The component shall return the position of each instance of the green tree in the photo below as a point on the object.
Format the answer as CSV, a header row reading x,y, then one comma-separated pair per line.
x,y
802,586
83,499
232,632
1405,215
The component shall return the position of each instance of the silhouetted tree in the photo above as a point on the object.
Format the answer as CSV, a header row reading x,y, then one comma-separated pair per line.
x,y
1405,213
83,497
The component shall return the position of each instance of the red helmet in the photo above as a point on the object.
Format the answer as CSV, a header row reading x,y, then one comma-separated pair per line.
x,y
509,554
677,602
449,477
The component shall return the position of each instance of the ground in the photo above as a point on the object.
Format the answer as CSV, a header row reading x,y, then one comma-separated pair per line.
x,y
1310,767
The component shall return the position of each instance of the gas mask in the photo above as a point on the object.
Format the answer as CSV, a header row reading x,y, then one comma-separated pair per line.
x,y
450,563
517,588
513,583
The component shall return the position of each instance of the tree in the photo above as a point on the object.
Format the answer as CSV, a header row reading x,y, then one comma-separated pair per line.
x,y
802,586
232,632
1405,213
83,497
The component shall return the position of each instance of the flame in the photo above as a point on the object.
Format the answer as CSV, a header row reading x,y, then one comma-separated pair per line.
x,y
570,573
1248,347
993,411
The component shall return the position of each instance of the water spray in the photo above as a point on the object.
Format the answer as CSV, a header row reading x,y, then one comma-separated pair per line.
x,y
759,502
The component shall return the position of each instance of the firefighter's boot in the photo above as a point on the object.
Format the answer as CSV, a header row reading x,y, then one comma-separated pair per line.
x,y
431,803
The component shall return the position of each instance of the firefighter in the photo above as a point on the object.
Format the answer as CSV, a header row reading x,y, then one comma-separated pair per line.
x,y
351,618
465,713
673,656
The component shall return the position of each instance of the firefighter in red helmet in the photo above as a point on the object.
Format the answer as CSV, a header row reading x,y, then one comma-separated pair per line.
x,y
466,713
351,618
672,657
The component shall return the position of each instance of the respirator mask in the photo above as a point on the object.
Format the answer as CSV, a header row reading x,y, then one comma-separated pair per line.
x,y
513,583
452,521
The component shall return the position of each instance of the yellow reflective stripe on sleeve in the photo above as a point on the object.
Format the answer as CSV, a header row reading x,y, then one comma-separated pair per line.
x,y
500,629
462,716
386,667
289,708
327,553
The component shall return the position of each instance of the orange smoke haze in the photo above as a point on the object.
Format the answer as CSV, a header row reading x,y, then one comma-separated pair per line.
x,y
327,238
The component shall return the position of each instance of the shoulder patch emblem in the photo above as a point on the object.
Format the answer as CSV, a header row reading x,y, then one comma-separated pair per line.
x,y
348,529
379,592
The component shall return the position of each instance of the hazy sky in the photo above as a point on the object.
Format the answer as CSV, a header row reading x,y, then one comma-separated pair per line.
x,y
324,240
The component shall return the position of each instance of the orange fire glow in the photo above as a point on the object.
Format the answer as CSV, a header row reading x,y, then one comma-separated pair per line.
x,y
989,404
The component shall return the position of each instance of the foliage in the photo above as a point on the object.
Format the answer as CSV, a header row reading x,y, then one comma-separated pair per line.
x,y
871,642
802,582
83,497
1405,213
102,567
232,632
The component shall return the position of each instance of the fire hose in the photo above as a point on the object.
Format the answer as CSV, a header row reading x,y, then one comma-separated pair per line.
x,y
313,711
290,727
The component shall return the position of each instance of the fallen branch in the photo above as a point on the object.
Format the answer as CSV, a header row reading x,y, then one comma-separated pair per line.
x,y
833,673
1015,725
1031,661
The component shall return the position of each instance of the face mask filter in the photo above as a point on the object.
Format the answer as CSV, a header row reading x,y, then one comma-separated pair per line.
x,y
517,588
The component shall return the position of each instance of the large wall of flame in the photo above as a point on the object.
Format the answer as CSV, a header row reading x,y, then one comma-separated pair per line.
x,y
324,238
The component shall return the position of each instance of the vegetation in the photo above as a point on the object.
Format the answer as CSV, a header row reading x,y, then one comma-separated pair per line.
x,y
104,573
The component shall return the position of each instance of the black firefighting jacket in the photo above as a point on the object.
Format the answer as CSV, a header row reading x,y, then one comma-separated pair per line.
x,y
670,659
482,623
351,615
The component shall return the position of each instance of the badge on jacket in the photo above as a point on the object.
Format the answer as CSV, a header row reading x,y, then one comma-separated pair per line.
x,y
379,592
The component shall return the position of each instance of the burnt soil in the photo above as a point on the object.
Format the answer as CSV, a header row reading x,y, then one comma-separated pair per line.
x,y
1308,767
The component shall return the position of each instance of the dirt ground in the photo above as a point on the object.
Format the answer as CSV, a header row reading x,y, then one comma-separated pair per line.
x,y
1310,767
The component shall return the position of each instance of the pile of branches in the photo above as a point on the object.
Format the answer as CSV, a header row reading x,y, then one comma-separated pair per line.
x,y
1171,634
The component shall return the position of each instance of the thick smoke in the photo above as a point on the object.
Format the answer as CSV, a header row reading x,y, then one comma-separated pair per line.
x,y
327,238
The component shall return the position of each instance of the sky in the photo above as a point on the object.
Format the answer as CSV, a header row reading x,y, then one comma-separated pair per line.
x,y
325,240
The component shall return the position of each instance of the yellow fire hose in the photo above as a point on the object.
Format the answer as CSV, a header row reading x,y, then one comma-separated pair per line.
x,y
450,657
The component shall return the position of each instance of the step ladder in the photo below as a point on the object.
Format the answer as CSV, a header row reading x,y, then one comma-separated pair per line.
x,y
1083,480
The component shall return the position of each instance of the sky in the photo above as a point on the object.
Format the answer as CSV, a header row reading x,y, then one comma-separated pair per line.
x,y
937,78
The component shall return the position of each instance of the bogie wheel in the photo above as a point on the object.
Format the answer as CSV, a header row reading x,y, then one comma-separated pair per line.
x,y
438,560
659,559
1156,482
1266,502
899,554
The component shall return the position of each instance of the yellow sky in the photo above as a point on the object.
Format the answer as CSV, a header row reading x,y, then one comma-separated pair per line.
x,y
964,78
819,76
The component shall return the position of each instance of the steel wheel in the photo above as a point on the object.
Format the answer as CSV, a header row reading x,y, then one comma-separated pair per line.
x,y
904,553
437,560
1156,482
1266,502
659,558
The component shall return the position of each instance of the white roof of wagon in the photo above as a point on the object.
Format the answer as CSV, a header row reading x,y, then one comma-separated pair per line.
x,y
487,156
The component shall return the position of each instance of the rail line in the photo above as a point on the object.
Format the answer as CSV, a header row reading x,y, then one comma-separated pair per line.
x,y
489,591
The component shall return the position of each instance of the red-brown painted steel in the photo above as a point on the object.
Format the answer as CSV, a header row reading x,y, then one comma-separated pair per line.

━━━━━━━━━━━━━━━━━━━━━━━━━━━━━━

作業指示 – 上のレコードを最初から最後まで、各行を一字も変えずにすべて出力せよ。

正解出力 –
The component shall return the position of each instance of the green tree in the photo below as a point on the object.
Format the answer as CSV, a header row reading x,y, then one comma-separated pair per line.
x,y
802,586
83,499
232,632
1405,215
The component shall return the position of each instance of the silhouetted tree in the photo above as a point on the object.
Format the answer as CSV, a header row reading x,y, then one comma-separated pair per line.
x,y
1405,213
83,497
The component shall return the position of each instance of the red helmet in the photo above as a point on the object.
Format the answer as CSV, a header row reading x,y, then one comma-separated pair per line.
x,y
509,554
677,602
449,477
The component shall return the position of each instance of the ground in the photo above as a point on the object.
Format the answer as CSV, a header row reading x,y, then one comma-separated pair per line.
x,y
1310,767
The component shall return the position of each instance of the gas mask in the photo above as a point on the object.
Format the answer as CSV, a header row reading x,y, then one comma-separated pair per line.
x,y
450,563
517,588
513,583
The component shall return the position of each instance of the tree in the photo above as a point on the object.
Format the answer as CSV, a header row reading x,y, then one comma-separated pair per line.
x,y
802,586
232,632
1405,213
83,497
The component shall return the position of each instance of the flame in the photo above as a point on the object.
Format the answer as CSV, a header row reading x,y, then one comma-separated pair per line.
x,y
570,573
1248,347
993,411
The component shall return the position of each instance of the water spray in the photo above as a point on the object.
Format the answer as CSV, a header row reading x,y, then one comma-separated pair per line.
x,y
759,502
The component shall return the position of each instance of the firefighter's boot in the photo above as a point on the object.
Format the answer as CSV, a header row reading x,y, then one comma-separated pair per line.
x,y
431,803
The component shall return the position of each instance of the firefighter in the photo above as a point on the object.
Format the answer as CSV, a header row reading x,y, then one comma-separated pair per line.
x,y
351,618
465,713
673,656
The component shall return the position of each instance of the firefighter in red helmet in the photo above as a point on the object.
Format the answer as CSV, a header row reading x,y, then one comma-separated pair per line.
x,y
466,713
351,618
672,657
The component shall return the position of each instance of the respirator mask in the photo above as a point on the object.
Format the answer as CSV, a header row reading x,y, then one comma-separated pair per line.
x,y
513,583
452,521
The component shall return the position of each instance of the yellow reflective stripe on sleeve in the photo above as a point on the object.
Format the answer as CSV, a header row reading x,y, then one comma-separated pair per line.
x,y
500,629
462,716
386,667
289,708
327,553
The component shall return the position of each instance of the orange smoke haze in the photo above as a point on the object.
Format the answer as CSV, a header row reading x,y, then one comma-separated pair per line.
x,y
327,238
The component shall return the position of each instance of the shoulder patch emblem in the photo above as a point on the object.
Format the answer as CSV, a header row reading x,y, then one comma-separated pair per line.
x,y
348,529
379,592
The component shall return the position of each instance of the hazy sky in the photo above as a point on the object.
Format the answer as CSV, a header row reading x,y, then one comma-separated pair per line.
x,y
324,240
The component shall return the position of each instance of the orange fire glow in the photo above as a point on the object.
Format the answer as CSV, a header row reading x,y, then one comma-separated pair per line.
x,y
989,404
The component shall return the position of each instance of the foliage in the photo above as a point on the object.
Format the answer as CSV, a header row reading x,y, then one comma-separated pair per line.
x,y
871,642
802,582
83,497
1405,213
102,567
232,632
The component shall return the position of each instance of the fire hose in the photo above as a point on the object.
Format the answer as CSV, a header row reading x,y, then one comma-separated pair per line.
x,y
313,711
290,727
The component shall return the position of each instance of the fallen branch in the photo above as a point on the object.
Format the answer as CSV, a header row reading x,y, then one comma-separated pair per line.
x,y
833,673
1015,725
1031,661
The component shall return the position of each instance of the face mask filter in the photo above as a point on the object.
Format the answer as CSV, a header row reading x,y, then one comma-separated pair per line.
x,y
517,588
The component shall return the position of each instance of the large wall of flame in the photo above as a point on the object.
Format the answer as CSV, a header row reading x,y, then one comma-separated pair per line.
x,y
324,238
The component shall return the position of each instance of the vegetation in the photo above as a point on the object.
Format the answer as CSV, a header row reading x,y, then one comma-separated pair per line.
x,y
104,573
The component shall return the position of each instance of the black firefighting jacket in the photo above as a point on the object.
Format the answer as CSV, a header row reading x,y, then one comma-separated pair per line.
x,y
670,659
482,623
351,615
The component shall return the position of each instance of the badge on jacket in the photo above as a point on the object.
Format the answer as CSV, a header row reading x,y, then one comma-separated pair per line.
x,y
379,592
The component shall return the position of each instance of the burnt soil in the photo above as a point on the object.
Format the answer as CSV, a header row reading x,y, then one comma-separated pair per line.
x,y
1308,767
The component shall return the position of each instance of the dirt ground in the photo above as a point on the object.
Format the answer as CSV, a header row reading x,y, then one comma-separated pair per line.
x,y
1310,767
The component shall return the position of each instance of the pile of branches in the photo above as a point on the object.
Format the answer as CSV, a header row reading x,y, then one comma-separated pair per line.
x,y
1171,634
The component shall return the position of each instance of the thick smoke in the photo above as a point on the object.
Format the answer as CSV, a header row reading x,y, then one comma-separated pair per line.
x,y
327,238
The component shall return the position of each instance of the sky in the photo above as a point on the object.
Format the answer as CSV, a header row reading x,y, then one comma-separated pair per line.
x,y
325,240
The component shall return the position of each instance of the yellow fire hose in the photo above as a point on the object.
Format the answer as CSV, a header row reading x,y, then one comma-separated pair per line.
x,y
450,657
The component shall return the position of each instance of the step ladder in the photo below as a point on the object.
Format the answer as CSV, a header row reading x,y, then one comma-separated pair per line.
x,y
1083,480
The component shall return the position of each instance of the sky in the photo above as a point on the object.
Format the answer as CSV, a header row reading x,y, then one comma-separated pair per line.
x,y
937,78
The component shall return the position of each instance of the bogie wheel in the photo above as a point on the object.
Format the answer as CSV, a header row reading x,y, then one comma-separated pair per line.
x,y
438,560
659,559
1156,482
1266,502
899,554
The component shall return the position of each instance of the yellow sky in the photo above as a point on the object.
Format the answer as CSV, a header row reading x,y, then one comma-separated pair per line.
x,y
964,78
819,76
The component shall return the position of each instance of the steel wheel in the photo above as a point on the object.
Format the answer as CSV, a header row reading x,y, then one comma-separated pair per line.
x,y
904,553
437,560
1156,482
1266,502
659,558
The component shall return the position of each instance of the white roof of wagon in the photo above as a point on the object.
Format the answer as CSV, a header row reading x,y, then one comma-separated pair per line.
x,y
487,156
The component shall return the position of each instance of the rail line in the photo above as a point on the object.
Format the answer as CSV, a header row reading x,y, then one comma-separated pair per line.
x,y
489,591
The component shall return the position of each instance of the red-brown painted steel in the photo above as a point on the object.
Format the answer as CSV, a header row reading x,y, then one comma-separated pair per line.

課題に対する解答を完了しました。